[Data drawn from a collection]

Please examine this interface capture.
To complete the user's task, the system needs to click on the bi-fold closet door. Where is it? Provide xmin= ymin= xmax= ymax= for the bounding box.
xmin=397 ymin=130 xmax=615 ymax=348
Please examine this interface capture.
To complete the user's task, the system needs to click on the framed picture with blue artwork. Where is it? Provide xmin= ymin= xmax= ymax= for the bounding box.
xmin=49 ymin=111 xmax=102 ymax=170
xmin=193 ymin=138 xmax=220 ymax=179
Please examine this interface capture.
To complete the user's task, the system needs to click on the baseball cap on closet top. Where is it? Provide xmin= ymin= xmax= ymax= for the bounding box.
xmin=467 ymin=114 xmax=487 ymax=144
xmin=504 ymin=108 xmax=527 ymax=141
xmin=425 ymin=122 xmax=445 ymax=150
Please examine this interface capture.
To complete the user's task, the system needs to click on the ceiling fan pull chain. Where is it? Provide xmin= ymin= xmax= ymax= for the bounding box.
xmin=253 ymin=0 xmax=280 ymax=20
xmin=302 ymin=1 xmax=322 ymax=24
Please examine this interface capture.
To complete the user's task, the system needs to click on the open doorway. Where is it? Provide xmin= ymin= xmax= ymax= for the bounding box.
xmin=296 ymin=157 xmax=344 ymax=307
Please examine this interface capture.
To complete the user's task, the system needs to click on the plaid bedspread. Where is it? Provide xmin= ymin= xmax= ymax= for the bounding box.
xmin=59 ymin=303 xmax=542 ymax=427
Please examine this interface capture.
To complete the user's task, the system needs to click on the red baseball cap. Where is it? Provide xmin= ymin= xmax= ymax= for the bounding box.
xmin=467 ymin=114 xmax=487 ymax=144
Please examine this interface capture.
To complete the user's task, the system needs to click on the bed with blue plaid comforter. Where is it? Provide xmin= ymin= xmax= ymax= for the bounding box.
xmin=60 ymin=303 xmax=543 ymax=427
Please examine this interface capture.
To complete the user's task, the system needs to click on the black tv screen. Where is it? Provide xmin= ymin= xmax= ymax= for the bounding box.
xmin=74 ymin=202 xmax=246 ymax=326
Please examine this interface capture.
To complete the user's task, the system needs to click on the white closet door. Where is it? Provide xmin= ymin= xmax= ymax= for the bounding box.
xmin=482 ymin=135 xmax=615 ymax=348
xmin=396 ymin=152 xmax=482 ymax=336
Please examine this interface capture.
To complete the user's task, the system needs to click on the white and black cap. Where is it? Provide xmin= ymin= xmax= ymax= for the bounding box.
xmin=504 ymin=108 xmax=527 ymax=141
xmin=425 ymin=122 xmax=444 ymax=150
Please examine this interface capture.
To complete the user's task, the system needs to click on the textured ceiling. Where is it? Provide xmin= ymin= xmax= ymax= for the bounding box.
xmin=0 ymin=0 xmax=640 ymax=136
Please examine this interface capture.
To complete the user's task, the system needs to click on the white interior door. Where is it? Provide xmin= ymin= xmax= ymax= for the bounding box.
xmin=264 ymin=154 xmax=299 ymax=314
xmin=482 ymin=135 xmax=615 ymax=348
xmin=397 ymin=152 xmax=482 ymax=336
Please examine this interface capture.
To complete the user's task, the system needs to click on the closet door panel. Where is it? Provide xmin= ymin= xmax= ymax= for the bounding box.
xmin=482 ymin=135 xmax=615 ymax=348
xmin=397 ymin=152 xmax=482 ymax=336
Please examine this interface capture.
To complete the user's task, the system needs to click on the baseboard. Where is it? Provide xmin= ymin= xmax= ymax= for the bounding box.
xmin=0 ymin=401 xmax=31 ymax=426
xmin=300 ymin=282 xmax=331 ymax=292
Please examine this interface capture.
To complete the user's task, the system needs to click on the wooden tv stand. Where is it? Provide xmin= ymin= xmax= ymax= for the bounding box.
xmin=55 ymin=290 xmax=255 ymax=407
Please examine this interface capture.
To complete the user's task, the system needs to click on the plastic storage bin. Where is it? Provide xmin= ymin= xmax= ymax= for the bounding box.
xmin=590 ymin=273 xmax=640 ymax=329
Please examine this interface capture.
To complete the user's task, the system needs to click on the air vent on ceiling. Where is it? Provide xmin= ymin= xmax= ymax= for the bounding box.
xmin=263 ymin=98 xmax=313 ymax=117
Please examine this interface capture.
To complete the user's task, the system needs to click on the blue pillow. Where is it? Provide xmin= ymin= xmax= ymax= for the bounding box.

## Required task
Please retype all of the entries above, keeping every word and character unchanged.

## Response to this exercise
Please examine this interface capture.
To complete the user's task, the system needs to click on the bi-fold closet door. Where is it? Provide xmin= ymin= xmax= ymax= for the bounding box.
xmin=397 ymin=130 xmax=615 ymax=348
Please examine this interface capture.
To complete the user's task, the system needs to click on the framed picture with blue artwork. Where is it? Provide xmin= ymin= xmax= ymax= for the bounding box.
xmin=49 ymin=111 xmax=102 ymax=170
xmin=193 ymin=138 xmax=220 ymax=179
Please examine this interface capture.
To complete the user's task, the system needs to click on the baseball cap on closet top. Where is it? Provide xmin= ymin= xmax= ymax= for the bounding box.
xmin=467 ymin=114 xmax=487 ymax=144
xmin=504 ymin=108 xmax=527 ymax=141
xmin=425 ymin=122 xmax=445 ymax=150
Please examine this interface capture.
To complete the user's task, the system needs to click on the ceiling fan pull chain. Where is it? Provide xmin= ymin= xmax= ymax= for the bounding box.
xmin=253 ymin=0 xmax=280 ymax=20
xmin=302 ymin=1 xmax=322 ymax=24
Please examine this interface capture.
To complete the user's task, the system needs to click on the open doorway. Where is it? Provide xmin= ymin= xmax= ymax= for the bounding box.
xmin=296 ymin=157 xmax=344 ymax=307
Please examine this interface capture.
To complete the user's task, the system needs to click on the plaid bedspread. Where is it? Provide xmin= ymin= xmax= ymax= for the bounding box.
xmin=59 ymin=303 xmax=542 ymax=427
Please examine this interface capture.
To complete the user's task, the system needs to click on the red baseball cap. Where is it? Provide xmin= ymin= xmax= ymax= for the bounding box.
xmin=467 ymin=114 xmax=487 ymax=144
Please examine this interface capture.
To complete the user's task, the system needs to click on the bed with blue plaid comforter. Where is it? Provide xmin= ymin= xmax= ymax= for the bounding box.
xmin=60 ymin=303 xmax=543 ymax=427
Please examine this interface capture.
To complete the user's task, the system needs to click on the black tv screen. Where is it? Provide xmin= ymin= xmax= ymax= for the bounding box.
xmin=74 ymin=202 xmax=246 ymax=326
Please examine this interface capture.
To complete the user's task, the system needs to click on the white closet door. Where is it? Provide xmin= ymin= xmax= ymax= for the bounding box.
xmin=482 ymin=135 xmax=615 ymax=348
xmin=396 ymin=152 xmax=482 ymax=336
Please examine this interface capture.
To complete the user's task, the system needs to click on the white and black cap. Where is it? Provide xmin= ymin= xmax= ymax= for the bounding box.
xmin=504 ymin=108 xmax=527 ymax=141
xmin=425 ymin=122 xmax=444 ymax=150
Please examine this interface capture.
To complete the user's task, the system needs to click on the textured ceiling. Where is it? Provide xmin= ymin= xmax= ymax= for the bounding box.
xmin=0 ymin=0 xmax=640 ymax=136
Please examine this interface capture.
To complete the user's task, the system needs to click on the white interior door. Where is it? Provide xmin= ymin= xmax= ymax= for the bounding box.
xmin=264 ymin=154 xmax=299 ymax=314
xmin=482 ymin=135 xmax=615 ymax=348
xmin=397 ymin=152 xmax=482 ymax=336
Please examine this interface capture.
To complete the user's task, the system needs to click on the closet door panel. Where is it? Provide xmin= ymin= xmax= ymax= for the bounding box.
xmin=482 ymin=135 xmax=615 ymax=348
xmin=397 ymin=152 xmax=482 ymax=336
Please examine this interface capture.
To complete the user's task, the system needs to click on the baseboard. Where is it? Provide xmin= ymin= xmax= ymax= for the bounding box.
xmin=0 ymin=401 xmax=31 ymax=426
xmin=300 ymin=282 xmax=331 ymax=292
Please examine this interface capture.
To complete the user's task, the system needs to click on the wooden tv stand. Where is it? Provide xmin= ymin= xmax= ymax= for the bounding box.
xmin=55 ymin=290 xmax=255 ymax=407
Please examine this interface capture.
To complete the user's task, the system needs to click on the plastic storage bin. Where is it? Provide xmin= ymin= xmax= ymax= for the bounding box.
xmin=590 ymin=273 xmax=640 ymax=329
Please examine this interface capture.
To complete the user's task, the system needs to click on the air vent on ceiling. Where is it? Provide xmin= ymin= xmax= ymax= for the bounding box.
xmin=263 ymin=98 xmax=313 ymax=117
Please examine this interface capture.
To complete the user's task, the system needs to click on the blue pillow. Where is it? Provide xmin= ymin= xmax= ymax= for the bounding box.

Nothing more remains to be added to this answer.